_Fragmento proporcionado_.
───
7.4. Identifying elements in a web page

To identify elements of a webpage, we need to inspect the webpage. Open the driver and press Ctrl+ Shift + I.

One Element

Method	Description
find_element_by_id	Use id.
find_element_by_name	Use name.
find_element_by_xpath	Use Xpath.
find_element_by_tag_name	Use HTML tag.
find_element_by_class_name	Use class name.
find_element_by_css_selector	Use css selector.

Multiple elements

Method	Description
find_elements_by_id	Use id.
find_elements_by_name	Use name.
find_elements_by_xpath	Use Xpath.
find_elements_by_tag_name	Use HTML tag.
find_elements_by_class_name	Use class name.
find_elements_by_css_selector	Use css selector.

7.4.1. Xpath

XPath in Selenium is an XML path used for navigation through the HTML structure of the page. It is a syntax or language for finding any element on a web page using XML path expression.

The basic format of XPath in selenium is explained below with screen shot.

DO NOT COMPLICATE! Finding the XPath of a element:

Go to the element
Right click
Inspect - You may have to do it twice.
Go to the selected line
Right click
Copy
Copy Full Xpath

Example

Use find_element_by_xpath and click.

1.0. Uso de path completo (FULL PATH) para encontrar elementos HTML

In [9]:

driver = webdriver.Chrome("chromedriver_07.exe")
driver.maximize_window()

url = 'https://resultadoshistorico.onpe.gob.pe/EG2021/'

driver.get( url ) # ingresar el url al browser

In [10]:


time.sleep(4) # tiempo de espera

driver.refresh() #reload or refresh the browser

In [ ]:

/html/body/onpe-root/onpe-home-onpe/div[1]/div/div/div/div[2]/div[2]/div/div/a/div[1]/img

Me interesa hacer click en la opción de Resumen general

Para ello hago click derecho y selecciono inspeccionar (Hacer click dos veces)
───
_Instrucciones de trabajo_.
(a) Responde estas preguntas sobre el fragmento acerca de Selenium:
(i) ¿Qué combinación de teclas se indica para inspeccionar la página?
(ii) En la tabla de varios elementos, ¿qué método usa la etiqueta HTML?
(iii) ¿Qué URL se carga en el navegador en el ejemplo?
(b) Prosigue el fragmento sobre Selenium a partir de su última oración.
───
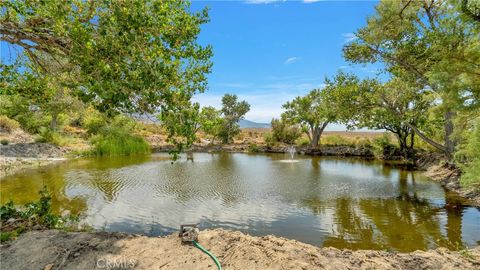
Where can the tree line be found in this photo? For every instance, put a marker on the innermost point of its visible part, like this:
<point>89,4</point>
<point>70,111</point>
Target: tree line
<point>429,86</point>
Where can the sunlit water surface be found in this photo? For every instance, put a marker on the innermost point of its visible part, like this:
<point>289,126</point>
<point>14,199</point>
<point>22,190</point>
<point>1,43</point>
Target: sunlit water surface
<point>344,203</point>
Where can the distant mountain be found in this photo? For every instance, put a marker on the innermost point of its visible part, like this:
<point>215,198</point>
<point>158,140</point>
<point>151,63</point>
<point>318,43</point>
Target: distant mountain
<point>244,123</point>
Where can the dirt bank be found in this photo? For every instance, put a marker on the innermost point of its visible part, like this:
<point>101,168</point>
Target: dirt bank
<point>19,156</point>
<point>235,250</point>
<point>338,150</point>
<point>449,176</point>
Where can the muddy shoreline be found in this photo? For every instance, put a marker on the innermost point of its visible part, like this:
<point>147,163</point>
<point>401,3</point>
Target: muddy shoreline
<point>235,250</point>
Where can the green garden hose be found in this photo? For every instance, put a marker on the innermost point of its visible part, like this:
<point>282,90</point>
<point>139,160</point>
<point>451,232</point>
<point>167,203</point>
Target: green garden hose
<point>195,243</point>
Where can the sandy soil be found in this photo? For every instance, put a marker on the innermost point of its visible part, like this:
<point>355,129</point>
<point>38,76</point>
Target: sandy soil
<point>20,156</point>
<point>235,250</point>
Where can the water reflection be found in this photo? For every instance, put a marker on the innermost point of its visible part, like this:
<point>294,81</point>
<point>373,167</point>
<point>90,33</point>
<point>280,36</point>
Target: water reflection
<point>345,203</point>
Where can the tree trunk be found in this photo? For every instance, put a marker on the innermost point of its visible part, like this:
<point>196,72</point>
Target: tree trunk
<point>53,122</point>
<point>449,142</point>
<point>317,134</point>
<point>315,137</point>
<point>430,141</point>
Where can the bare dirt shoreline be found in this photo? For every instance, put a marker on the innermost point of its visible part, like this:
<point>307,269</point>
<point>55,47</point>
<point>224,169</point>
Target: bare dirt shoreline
<point>235,250</point>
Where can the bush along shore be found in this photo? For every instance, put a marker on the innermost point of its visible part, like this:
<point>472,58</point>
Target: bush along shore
<point>20,156</point>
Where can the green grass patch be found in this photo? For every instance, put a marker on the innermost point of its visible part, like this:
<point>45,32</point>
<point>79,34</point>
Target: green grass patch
<point>16,220</point>
<point>117,142</point>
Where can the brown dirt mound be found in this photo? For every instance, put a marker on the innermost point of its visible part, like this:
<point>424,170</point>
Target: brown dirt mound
<point>235,250</point>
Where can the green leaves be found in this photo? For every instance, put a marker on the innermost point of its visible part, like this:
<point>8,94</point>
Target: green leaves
<point>118,56</point>
<point>232,111</point>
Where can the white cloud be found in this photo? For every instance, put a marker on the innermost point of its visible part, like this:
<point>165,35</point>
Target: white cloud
<point>349,37</point>
<point>263,1</point>
<point>291,60</point>
<point>265,100</point>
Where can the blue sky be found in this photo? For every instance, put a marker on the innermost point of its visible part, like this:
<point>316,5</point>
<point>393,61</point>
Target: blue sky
<point>268,52</point>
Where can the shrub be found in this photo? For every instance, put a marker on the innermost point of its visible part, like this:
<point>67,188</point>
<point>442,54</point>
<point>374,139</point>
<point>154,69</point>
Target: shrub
<point>8,124</point>
<point>46,135</point>
<point>93,121</point>
<point>302,141</point>
<point>33,213</point>
<point>268,138</point>
<point>114,141</point>
<point>253,148</point>
<point>468,158</point>
<point>335,140</point>
<point>382,147</point>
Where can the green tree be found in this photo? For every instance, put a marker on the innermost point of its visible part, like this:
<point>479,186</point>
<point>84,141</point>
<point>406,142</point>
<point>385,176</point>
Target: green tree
<point>232,112</point>
<point>312,113</point>
<point>283,131</point>
<point>210,122</point>
<point>430,44</point>
<point>468,156</point>
<point>392,106</point>
<point>121,56</point>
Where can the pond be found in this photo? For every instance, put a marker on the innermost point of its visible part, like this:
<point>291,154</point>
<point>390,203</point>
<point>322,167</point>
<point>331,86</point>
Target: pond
<point>343,203</point>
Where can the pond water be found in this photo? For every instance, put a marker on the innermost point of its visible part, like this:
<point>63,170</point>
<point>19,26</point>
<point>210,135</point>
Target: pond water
<point>344,203</point>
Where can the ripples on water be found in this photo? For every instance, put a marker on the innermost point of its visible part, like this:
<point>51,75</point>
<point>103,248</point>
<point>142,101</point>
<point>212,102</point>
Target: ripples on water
<point>343,203</point>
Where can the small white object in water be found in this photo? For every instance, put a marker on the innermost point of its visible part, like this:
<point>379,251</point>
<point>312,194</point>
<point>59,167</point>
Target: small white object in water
<point>288,161</point>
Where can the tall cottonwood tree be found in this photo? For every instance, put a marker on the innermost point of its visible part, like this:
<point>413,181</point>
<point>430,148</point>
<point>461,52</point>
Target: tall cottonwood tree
<point>431,45</point>
<point>232,112</point>
<point>124,56</point>
<point>312,113</point>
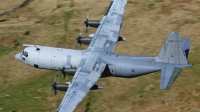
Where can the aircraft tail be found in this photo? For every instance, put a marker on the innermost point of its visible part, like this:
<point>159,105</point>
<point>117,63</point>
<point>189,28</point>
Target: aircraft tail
<point>174,54</point>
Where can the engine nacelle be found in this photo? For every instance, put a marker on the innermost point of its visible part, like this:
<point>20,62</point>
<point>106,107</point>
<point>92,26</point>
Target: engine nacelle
<point>94,23</point>
<point>70,71</point>
<point>64,87</point>
<point>87,40</point>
───
_Respuestas por tarea_.
(a)
(i) Ctrl + Shift + I
(ii) find_elements_by_tag_name
(iii) https://resultadoshistorico.onpe.gob.pe/EG2021/

(b)
Luego identifcar el elemento HTML corrrespondiente a la image. Click derecho y copiar el path y Listo.

In [11]:

# Elegimos la imagen de resumen general 

results = driver.find_element_by_xpath('/html/body/onpe-root/onpe-home-onpe/div[1]/div/div/div/div[2]/div[1]/div/div/a/div[1]/img')

In [12]:

# click en la imagen 
results.click()

In [13]:

time.sleep(4) # tiempo de espera
driver.back() # retroceder

Full Xpath extenso es sensible a cambios, por ello es preferible otros métodos

1.1. Usando Relative path (Xpath)

Class es el atributo más común de un elemento html

class asigna diseño (letra, color, tamaño, forma, espacios, etc)
Recuerde que el propósito es encontrar la forma de identificar al elemento html.
No obsatante, más de un elemento html pueden compartir los mismos diseños, lo cual hara compliado identificar el elemento HTML.
Recuerde que HTML no es un pseudocódigo de programción como python o R, sino solo entrega el diseño de la página web.

In [69]:

# veamos cuantos html tiene el diseño class = "pci"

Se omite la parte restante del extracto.